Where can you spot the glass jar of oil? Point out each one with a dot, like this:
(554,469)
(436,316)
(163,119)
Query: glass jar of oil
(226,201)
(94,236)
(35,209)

※

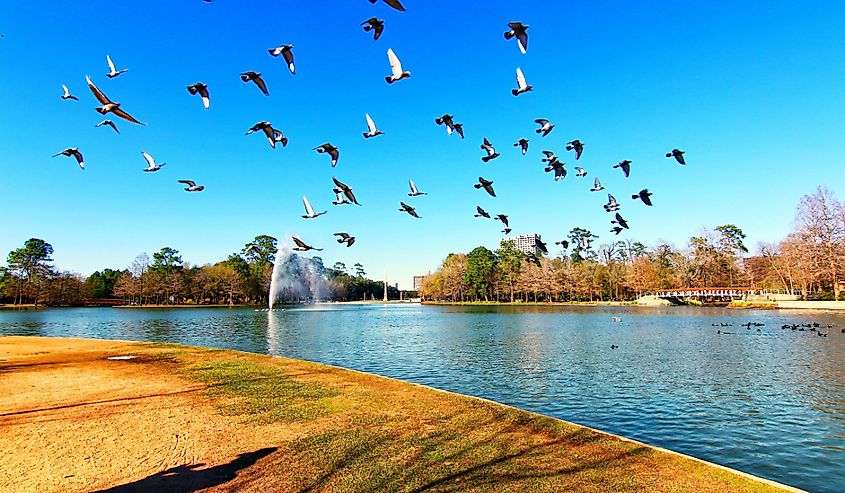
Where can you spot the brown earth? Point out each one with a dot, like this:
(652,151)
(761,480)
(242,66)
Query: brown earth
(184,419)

※

## WHAT NEEDS TO BE DONE
What is the number of lines in the records that contain "Point"? Give that number only.

## OUTPUT
2